Excerpt:
The Atlas Corporation was all set to tear apart the planet Mercury—converting its resources into a swarm of solar-collecting megastructures—when Esteban Velasco, lead Atlas engineer, is found dead from a self-inflicted gunshot wound to the head.

Detective Isaac Cho and Special Agent Susan Cantrell, both eager to return to active duty despite close calls on their last case, are sent in to assess the situation. Their superiors expect a simple declaration of suicide, but Velasco’s death proves anything but typical.

The detectives soon find themselves embroiled in a mystery far more complex—and strange—than anyone expected, leading them to a church for Mercury-loving weirdos, a “nudist” colony open to Saturn’s unbreathable atmosphere, an exclusive park for hunting dinosaurs, and a ghost town where forgotten machines wage war over condo floorplans.

What was meant to be an easy return to duty for the detectives takes a sudden dark turn when ruthless mind-hackers ambush and nearly kill them, making one fact crystal clear:

If they don’t solve this case soon, it’ll be their corpses that turn up next.

Information provided:
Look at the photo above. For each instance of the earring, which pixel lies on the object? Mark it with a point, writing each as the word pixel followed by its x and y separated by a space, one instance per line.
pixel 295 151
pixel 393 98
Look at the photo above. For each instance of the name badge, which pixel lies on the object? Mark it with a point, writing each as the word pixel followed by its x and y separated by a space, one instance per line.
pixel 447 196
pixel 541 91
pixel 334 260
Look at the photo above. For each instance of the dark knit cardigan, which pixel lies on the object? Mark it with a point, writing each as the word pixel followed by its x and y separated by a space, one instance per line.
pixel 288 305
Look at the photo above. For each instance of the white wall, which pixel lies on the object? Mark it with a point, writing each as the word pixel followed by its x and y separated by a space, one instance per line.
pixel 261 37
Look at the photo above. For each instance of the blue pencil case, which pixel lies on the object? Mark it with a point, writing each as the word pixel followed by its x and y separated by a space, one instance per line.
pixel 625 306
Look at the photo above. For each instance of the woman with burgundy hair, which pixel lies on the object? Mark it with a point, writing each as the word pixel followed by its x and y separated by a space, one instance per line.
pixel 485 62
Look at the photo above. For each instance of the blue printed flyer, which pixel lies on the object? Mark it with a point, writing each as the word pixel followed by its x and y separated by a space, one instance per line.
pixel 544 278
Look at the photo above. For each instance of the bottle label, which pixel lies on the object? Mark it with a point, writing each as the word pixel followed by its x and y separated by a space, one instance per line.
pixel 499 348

Exercise: Repeat word for word the stretch of the Mercury mystery excerpt that begins with "The Atlas Corporation" and ends after "over condo floorplans.".

Full answer:
The Atlas Corporation was all set to tear apart the planet Mercury—converting its resources into a swarm of solar-collecting megastructures—when Esteban Velasco, lead Atlas engineer, is found dead from a self-inflicted gunshot wound to the head.

Detective Isaac Cho and Special Agent Susan Cantrell, both eager to return to active duty despite close calls on their last case, are sent in to assess the situation. Their superiors expect a simple declaration of suicide, but Velasco’s death proves anything but typical.

The detectives soon find themselves embroiled in a mystery far more complex—and strange—than anyone expected, leading them to a church for Mercury-loving weirdos, a “nudist” colony open to Saturn’s unbreathable atmosphere, an exclusive park for hunting dinosaurs, and a ghost town where forgotten machines wage war over condo floorplans.